INSTRUCTIONS FOR THE TASK – Copy the lines of the records below word for word, from the line containing "indicate the framed" through the line containing "column 279, row 210", with both of those lines included.

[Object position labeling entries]
□ □ □ □ □

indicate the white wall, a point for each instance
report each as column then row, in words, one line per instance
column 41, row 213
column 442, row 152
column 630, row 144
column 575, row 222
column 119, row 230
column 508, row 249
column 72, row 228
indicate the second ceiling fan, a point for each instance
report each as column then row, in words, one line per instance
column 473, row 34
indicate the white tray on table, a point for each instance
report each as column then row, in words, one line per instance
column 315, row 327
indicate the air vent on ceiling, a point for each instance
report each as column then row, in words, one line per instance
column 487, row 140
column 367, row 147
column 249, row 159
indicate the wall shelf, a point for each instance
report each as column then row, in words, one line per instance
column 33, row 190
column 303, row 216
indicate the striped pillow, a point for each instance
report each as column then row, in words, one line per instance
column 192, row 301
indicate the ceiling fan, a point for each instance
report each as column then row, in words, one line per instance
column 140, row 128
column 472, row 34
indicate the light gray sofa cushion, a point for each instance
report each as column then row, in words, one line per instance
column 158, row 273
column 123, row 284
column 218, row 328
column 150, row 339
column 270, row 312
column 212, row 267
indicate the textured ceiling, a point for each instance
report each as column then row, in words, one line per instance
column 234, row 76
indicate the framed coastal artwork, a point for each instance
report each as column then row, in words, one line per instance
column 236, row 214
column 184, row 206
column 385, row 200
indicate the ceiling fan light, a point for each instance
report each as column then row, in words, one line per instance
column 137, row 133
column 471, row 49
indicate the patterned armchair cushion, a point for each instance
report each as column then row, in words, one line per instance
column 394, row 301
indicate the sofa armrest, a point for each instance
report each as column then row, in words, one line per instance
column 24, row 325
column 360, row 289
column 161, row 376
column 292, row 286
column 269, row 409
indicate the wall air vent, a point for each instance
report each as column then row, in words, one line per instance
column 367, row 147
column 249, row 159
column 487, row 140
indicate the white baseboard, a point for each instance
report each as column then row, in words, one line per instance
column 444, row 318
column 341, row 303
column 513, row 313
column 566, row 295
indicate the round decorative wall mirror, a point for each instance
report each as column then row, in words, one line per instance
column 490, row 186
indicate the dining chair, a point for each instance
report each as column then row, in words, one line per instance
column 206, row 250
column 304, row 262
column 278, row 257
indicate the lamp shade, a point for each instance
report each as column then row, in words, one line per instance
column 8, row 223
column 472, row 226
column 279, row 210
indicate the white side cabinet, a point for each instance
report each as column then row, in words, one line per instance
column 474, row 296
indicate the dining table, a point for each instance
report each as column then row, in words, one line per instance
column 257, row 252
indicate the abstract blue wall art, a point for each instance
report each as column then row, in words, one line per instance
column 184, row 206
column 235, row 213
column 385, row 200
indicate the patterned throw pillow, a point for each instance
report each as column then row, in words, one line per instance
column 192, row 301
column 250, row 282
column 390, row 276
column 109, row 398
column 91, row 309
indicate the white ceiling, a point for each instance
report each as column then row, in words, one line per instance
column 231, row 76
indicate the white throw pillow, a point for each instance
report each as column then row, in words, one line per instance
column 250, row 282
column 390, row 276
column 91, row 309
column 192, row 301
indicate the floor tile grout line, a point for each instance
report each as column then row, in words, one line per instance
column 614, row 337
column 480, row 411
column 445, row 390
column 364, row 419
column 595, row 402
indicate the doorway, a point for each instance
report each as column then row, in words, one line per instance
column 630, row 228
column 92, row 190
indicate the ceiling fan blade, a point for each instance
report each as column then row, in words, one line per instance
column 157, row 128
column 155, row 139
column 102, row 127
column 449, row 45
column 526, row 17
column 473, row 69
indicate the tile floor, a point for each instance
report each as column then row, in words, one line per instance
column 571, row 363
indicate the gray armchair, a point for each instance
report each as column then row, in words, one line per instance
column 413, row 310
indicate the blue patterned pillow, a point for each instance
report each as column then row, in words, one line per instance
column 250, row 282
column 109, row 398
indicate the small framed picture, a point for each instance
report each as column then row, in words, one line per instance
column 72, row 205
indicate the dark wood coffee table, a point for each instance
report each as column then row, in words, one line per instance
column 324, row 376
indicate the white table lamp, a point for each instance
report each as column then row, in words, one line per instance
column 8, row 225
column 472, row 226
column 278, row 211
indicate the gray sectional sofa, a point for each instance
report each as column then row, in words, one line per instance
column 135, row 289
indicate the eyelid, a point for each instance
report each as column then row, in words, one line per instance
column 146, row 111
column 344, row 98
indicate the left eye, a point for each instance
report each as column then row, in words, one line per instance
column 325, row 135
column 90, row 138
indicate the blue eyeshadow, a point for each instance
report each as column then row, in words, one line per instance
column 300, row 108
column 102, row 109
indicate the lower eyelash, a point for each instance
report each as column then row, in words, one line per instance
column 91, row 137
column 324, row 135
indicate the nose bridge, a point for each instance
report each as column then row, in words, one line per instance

□ □ □ □ □

SOLUTION TO THE EXERCISE –
indicate the framed coastal artwork, a point for each instance
report each as column then row, in words, one line per instance
column 236, row 214
column 184, row 206
column 385, row 200
indicate the ceiling fan light, a point for each instance
report each as column then row, in words, one line per instance
column 137, row 133
column 471, row 49
indicate the patterned armchair cushion, a point for each instance
report each as column then row, in words, one line per instance
column 394, row 301
indicate the sofa armrest, a point for each instance
report each as column then row, in words, one line per instance
column 24, row 325
column 360, row 289
column 161, row 376
column 292, row 286
column 269, row 409
indicate the wall air vent, a point for each instance
report each as column then row, in words, one line per instance
column 367, row 147
column 249, row 159
column 487, row 140
indicate the white baseboard, a point for each instance
report each as column then row, in words, one line per instance
column 444, row 318
column 341, row 303
column 513, row 313
column 566, row 295
indicate the round decorative wall mirror, a point for each instance
report each as column then row, in words, one line per instance
column 490, row 186
indicate the dining chair, a point for each instance
report each as column then row, in words, one line per instance
column 206, row 250
column 304, row 262
column 278, row 257
indicate the lamp shade, a point for each instance
report each as column then row, in words, one line per instance
column 8, row 223
column 472, row 226
column 279, row 210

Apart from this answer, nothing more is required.